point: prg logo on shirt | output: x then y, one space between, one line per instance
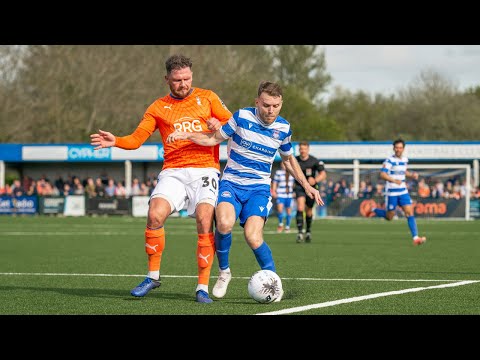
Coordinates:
188 124
245 143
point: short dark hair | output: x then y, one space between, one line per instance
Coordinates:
177 62
271 88
399 141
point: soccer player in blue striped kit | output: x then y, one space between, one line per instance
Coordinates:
255 134
394 172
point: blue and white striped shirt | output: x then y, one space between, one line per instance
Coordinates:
396 168
252 147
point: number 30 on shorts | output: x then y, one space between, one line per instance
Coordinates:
207 181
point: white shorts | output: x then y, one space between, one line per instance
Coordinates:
188 187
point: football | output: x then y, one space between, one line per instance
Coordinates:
265 286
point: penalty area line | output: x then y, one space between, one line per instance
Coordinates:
364 297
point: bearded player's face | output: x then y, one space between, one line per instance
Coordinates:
180 82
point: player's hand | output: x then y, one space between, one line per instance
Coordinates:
314 194
102 139
177 135
213 124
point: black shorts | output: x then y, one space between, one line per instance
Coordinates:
300 192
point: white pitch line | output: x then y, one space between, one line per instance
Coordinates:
94 275
365 297
235 277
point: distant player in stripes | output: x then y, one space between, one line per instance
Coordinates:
190 172
282 192
255 135
394 172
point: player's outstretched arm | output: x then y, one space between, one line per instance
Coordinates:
102 139
201 138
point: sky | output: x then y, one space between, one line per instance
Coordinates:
387 68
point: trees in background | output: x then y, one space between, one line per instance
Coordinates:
63 93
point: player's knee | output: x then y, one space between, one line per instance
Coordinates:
154 241
224 227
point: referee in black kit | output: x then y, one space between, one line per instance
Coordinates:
314 171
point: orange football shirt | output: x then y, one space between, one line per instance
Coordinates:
168 114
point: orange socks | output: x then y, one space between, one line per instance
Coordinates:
205 257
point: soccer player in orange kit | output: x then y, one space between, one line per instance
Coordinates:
190 171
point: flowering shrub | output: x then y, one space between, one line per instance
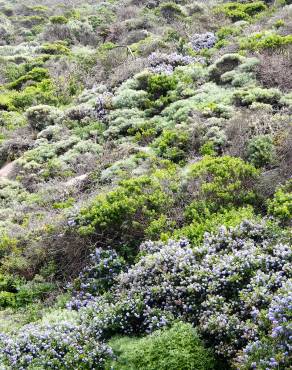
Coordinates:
272 351
98 277
223 287
201 41
165 63
64 346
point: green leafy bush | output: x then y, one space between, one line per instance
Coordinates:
177 348
41 116
210 222
170 11
220 182
58 19
247 96
57 48
261 151
123 214
241 11
37 74
262 41
172 145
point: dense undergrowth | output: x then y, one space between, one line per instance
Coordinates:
● ● ● ● ●
WORK TO COMPLETE: Your task is to copy every line in the entries that holds the string "orange".

YOUR RESPONSE:
point: orange football shirt | output: x then y, one space between, one line per instance
point: orange socks | output: x then y, one space between, one line per instance
point: soccer player in orange kit | output: x then y, one space between, one line per instance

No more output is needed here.